### Tâche A
Imprimez le passage du commentaire sur le châtiment de Tartufe en commençant à « A – Premier » et en terminant à « un piteux aspect. ».

### Segment de texte
......

II – Le châtiment de l’hypocrite

Les deux tercets, comme il est de règle dans le sonnet, contrastent avec les quatrains, en présentant la déchéance du personnage.

Nudité physique et mise à nu psychologique vont de pair et se construisent en chiasme sur les deux tercets.

A – Premier tercet : de la nudité physique à la mise à nu de la confession

L’exclamation « Châtiment !… » (v. 9) résonne comme un cri de victoire et de vengeance de la part du poète.

C’est une réjouissance de dresser le portrait de l’hypocrite dans sa déchéance, alors qu’il ne peut plus tromper personne : sa demie nudité (« Ses habits étaient déboutonnés », v. 9) lui donne un piteux aspect.

Or ce vêtement ouvert, symbole de la mise à nu psychologique, laisse entrevoir le « long chapelet des péchés pardonnés », métaphore de toutes les fautes commises par Tartufe.

La participiale « s’égrenant dans son cœur » (v. 11) confirme la métaphore : le vêtement ouvert donne accès à l’intériorité du personnage.

Sa défaite et son abattement sont signalés par sa pâleur (« était pâle », v. 9), tandis que le narrateur, exultant, le nomme « Saint Tartufe » (v. 9) par ironie et antiphrase, selon une intonation exclamative.

B – Second tercet : de la confession à la pitoyable nudité physique

L’adjectif « pâle », à la rime au vers 9, appelle la rime du vers 10 (« râle »), liant ensemble les deux tercets.

......

### Données fournies
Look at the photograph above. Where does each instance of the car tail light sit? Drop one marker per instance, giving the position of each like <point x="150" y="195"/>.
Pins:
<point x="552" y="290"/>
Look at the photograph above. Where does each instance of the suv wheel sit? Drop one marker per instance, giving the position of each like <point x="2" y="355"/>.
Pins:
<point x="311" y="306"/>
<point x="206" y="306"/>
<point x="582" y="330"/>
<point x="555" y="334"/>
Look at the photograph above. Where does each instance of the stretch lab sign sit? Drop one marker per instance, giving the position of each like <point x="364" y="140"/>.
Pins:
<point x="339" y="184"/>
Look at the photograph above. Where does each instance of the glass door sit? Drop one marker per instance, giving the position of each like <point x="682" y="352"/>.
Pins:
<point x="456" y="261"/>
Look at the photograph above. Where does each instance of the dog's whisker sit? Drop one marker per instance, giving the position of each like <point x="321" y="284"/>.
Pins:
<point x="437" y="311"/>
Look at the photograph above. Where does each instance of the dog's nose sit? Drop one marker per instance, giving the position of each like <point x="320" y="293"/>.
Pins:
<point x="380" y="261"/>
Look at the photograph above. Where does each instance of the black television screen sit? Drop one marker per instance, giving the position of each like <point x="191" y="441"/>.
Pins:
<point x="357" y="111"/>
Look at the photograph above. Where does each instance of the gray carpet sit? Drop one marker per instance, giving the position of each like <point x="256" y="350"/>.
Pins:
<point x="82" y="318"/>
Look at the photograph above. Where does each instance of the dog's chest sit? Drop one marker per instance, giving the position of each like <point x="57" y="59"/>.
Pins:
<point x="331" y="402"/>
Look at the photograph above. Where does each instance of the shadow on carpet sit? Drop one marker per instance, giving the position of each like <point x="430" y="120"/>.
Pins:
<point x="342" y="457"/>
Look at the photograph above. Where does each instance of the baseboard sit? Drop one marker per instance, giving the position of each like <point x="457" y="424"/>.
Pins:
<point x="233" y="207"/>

......

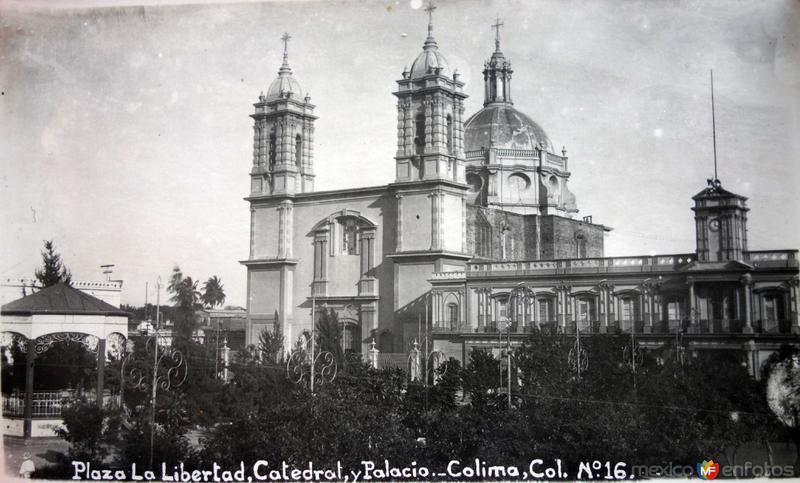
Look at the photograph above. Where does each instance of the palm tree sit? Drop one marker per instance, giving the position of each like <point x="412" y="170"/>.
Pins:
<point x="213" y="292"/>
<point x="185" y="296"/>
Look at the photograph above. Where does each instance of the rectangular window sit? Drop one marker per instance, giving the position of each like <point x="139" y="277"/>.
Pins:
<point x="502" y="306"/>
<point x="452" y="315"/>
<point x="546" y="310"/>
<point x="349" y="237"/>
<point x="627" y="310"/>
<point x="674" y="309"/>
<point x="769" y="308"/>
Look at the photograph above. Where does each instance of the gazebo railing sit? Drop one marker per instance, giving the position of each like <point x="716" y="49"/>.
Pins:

......

### Tâche B
Identifiez et recopiez chaque ligne des enregistrements contenant la chaîne « carpet », en respectant la casse.

### Réponse attendue A
A – Premier tercet : de la nudité physique à la mise à nu de la confession

L’exclamation « Châtiment !… » (v. 9) résonne comme un cri de victoire et de vengeance de la part du poète.

C’est une réjouissance de dresser le portrait de l’hypocrite dans sa déchéance, alors qu’il ne peut plus tromper personne : sa demie nudité (« Ses habits étaient déboutonnés », v. 9) lui donne un piteux aspect.

### Réponse attendue B
Look at the photograph above. Where does each instance of the gray carpet sit? Drop one marker per instance, giving the position of each like <point x="256" y="350"/>.
Look at the photograph above. Where does each instance of the shadow on carpet sit? Drop one marker per instance, giving the position of each like <point x="430" y="120"/>.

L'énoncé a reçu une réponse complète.